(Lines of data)
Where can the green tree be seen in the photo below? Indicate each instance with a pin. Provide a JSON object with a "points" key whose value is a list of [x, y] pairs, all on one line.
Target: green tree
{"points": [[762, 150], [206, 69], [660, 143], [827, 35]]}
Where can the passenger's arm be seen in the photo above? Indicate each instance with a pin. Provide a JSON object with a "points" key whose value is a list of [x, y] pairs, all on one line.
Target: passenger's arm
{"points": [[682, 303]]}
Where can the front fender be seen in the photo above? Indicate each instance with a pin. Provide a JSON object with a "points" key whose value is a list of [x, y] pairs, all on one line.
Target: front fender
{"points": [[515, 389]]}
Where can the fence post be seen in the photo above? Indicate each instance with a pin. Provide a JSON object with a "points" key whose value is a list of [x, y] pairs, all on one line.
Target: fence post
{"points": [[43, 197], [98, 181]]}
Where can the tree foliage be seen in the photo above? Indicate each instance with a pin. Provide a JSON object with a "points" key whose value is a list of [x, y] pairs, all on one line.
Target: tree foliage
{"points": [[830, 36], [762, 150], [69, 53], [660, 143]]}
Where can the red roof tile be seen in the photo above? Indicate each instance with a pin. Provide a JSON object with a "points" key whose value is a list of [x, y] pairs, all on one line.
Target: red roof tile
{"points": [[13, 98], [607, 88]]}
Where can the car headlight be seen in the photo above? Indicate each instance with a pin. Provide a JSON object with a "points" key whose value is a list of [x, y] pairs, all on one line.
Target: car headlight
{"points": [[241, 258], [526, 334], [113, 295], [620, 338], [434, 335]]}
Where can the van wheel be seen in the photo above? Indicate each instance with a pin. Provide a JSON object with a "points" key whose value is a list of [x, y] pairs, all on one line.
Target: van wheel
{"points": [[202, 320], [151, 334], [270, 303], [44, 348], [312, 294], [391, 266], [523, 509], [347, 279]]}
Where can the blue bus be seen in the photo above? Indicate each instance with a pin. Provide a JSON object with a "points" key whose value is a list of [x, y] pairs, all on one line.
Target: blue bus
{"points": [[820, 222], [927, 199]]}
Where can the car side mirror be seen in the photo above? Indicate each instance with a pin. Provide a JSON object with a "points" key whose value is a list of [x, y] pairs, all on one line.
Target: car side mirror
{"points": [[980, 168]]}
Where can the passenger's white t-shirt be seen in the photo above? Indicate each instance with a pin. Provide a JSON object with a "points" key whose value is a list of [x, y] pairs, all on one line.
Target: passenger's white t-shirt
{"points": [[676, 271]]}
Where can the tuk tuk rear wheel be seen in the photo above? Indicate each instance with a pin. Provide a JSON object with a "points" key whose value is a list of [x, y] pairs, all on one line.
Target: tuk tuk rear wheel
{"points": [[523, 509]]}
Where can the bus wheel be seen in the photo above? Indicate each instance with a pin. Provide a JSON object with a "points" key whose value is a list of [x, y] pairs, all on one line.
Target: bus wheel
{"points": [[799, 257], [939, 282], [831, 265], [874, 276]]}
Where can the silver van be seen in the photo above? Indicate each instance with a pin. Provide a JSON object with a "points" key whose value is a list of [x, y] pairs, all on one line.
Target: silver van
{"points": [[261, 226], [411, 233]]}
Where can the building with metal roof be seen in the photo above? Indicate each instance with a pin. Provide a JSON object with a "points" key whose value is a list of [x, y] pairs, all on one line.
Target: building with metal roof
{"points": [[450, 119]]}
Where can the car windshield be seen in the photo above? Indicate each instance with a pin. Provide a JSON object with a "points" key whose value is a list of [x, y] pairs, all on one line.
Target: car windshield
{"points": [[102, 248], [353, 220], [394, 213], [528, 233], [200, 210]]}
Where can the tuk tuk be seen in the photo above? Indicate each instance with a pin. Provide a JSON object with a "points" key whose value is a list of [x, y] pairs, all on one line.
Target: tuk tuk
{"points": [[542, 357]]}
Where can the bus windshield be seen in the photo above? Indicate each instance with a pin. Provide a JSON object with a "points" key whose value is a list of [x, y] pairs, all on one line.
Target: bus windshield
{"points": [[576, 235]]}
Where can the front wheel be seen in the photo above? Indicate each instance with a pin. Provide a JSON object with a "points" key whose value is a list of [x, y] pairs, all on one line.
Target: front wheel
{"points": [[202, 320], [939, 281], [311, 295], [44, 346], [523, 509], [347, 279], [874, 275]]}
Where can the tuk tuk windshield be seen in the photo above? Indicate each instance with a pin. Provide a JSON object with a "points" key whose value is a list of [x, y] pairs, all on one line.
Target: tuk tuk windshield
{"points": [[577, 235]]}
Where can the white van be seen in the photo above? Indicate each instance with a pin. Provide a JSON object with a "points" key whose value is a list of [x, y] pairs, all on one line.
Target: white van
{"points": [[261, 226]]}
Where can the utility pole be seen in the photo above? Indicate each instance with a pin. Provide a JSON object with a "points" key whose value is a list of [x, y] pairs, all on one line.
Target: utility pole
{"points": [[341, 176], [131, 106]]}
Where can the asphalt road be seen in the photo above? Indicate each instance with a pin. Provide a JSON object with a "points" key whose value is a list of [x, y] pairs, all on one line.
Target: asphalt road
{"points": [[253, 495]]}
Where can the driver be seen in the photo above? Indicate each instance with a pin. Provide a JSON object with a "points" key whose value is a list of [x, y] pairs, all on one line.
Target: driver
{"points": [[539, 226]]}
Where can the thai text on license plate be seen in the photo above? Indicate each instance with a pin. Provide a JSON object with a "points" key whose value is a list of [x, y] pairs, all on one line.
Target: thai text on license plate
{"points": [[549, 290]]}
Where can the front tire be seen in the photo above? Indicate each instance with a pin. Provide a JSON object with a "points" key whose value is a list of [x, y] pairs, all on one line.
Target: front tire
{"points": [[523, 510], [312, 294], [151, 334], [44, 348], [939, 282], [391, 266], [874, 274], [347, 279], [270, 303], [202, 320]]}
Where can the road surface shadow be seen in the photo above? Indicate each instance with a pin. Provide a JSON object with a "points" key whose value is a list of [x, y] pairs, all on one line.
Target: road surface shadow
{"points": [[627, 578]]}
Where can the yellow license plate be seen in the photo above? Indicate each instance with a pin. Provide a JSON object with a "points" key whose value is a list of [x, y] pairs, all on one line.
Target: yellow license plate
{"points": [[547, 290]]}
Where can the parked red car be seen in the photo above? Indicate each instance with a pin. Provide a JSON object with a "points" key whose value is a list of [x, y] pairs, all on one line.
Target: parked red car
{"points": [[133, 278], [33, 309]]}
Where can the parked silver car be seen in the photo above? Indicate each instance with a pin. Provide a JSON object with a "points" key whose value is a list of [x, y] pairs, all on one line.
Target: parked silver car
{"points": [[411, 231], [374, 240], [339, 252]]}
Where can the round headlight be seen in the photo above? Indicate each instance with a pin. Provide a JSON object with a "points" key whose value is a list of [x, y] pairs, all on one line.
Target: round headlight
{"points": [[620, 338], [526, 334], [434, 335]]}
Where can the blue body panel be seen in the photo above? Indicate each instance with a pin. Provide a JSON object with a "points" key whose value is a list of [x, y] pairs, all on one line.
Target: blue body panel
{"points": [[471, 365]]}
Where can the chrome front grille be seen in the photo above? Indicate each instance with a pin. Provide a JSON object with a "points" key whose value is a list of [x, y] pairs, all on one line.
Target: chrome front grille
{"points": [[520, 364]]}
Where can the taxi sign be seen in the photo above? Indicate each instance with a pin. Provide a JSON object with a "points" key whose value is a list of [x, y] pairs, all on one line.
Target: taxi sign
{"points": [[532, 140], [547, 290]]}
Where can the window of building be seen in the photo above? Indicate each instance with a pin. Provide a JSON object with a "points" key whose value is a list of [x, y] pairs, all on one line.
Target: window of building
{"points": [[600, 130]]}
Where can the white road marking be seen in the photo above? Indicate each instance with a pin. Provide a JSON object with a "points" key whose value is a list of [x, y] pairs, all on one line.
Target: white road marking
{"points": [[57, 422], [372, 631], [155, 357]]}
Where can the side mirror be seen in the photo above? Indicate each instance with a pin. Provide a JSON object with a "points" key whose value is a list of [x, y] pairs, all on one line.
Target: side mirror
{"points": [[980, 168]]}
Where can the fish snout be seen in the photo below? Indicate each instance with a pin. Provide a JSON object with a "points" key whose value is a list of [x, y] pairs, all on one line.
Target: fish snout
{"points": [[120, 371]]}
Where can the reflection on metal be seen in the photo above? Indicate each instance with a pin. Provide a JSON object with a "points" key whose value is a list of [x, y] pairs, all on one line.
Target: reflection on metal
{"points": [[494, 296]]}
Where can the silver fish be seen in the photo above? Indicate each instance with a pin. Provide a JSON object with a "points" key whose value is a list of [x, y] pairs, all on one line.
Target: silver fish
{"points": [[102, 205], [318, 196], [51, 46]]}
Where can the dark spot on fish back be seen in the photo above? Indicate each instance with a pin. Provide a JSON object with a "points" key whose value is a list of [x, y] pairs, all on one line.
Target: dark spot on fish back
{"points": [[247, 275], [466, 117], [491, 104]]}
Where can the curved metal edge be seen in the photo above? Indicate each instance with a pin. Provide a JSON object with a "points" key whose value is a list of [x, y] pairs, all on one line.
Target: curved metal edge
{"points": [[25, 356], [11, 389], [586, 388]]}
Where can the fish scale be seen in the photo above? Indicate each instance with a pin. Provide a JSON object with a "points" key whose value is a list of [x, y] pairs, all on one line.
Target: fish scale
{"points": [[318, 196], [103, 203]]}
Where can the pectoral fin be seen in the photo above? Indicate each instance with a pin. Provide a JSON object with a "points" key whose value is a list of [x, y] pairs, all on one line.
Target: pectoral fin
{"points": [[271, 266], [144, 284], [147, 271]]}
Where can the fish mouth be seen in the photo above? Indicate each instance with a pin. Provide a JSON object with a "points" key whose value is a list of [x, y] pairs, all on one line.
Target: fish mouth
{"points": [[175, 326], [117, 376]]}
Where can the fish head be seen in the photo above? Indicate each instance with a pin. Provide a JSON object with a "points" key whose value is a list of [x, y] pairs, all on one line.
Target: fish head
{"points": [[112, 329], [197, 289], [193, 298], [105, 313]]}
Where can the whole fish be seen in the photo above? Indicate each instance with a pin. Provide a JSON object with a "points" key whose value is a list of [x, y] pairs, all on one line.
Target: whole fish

* [Instruction] Find the line that contains "Where can the dark". Repeat it and every line after it, exactly as written, up to and including the last line of the records above.

* [Solution]
Where can the dark spot on fish back be seen in the photo above? Indicate each instance with a pin. Provide a JSON object with a "points" key whose value is a list of [x, y] pairs, all on one line.
Target: dark spot on fish back
{"points": [[247, 275], [466, 117], [491, 104]]}
Where can the curved metal edge be seen in the photo above? Indicate each instance with a pin. Provide a JSON object with a "points" key whose value is a list of [x, y] pairs, all on one line.
Target: curved metal edge
{"points": [[25, 356], [11, 389], [586, 388]]}
Where can the fish scale be seen in the photo above? Indicate each instance with a pin. Provide a JSON object with a "points" key whose value is a list of [x, y] pairs, all on one line.
Target: fish scale
{"points": [[318, 196], [103, 203]]}
Where can the pectoral fin be seen in the photo above? Indicate each instance with a pin. Provide a JSON object with a "points" key whose value is a list of [x, y] pairs, all on one line.
Target: pectoral fin
{"points": [[271, 266], [144, 284], [147, 271]]}
Where can the fish mouth be seen in the photo above? Indicate each instance with a pin. Provide a JSON object with a "points" key whose value is a list of [x, y] pairs, all on one line.
Target: fish mouth
{"points": [[175, 326], [117, 376]]}
Where can the fish head be seen in the photo above? Indicate each instance with a pin. Provide a JSON object with a "points" key whose value is a list of [x, y] pairs, all on one line.
Target: fish head
{"points": [[112, 329], [197, 289], [193, 298], [105, 313]]}
Where can the whole fish be seen in the photo above? Indicate each instance with a pin. Provide a JSON object with a "points" key whose value is a list of [x, y] pairs, all on one line.
Target: whole fish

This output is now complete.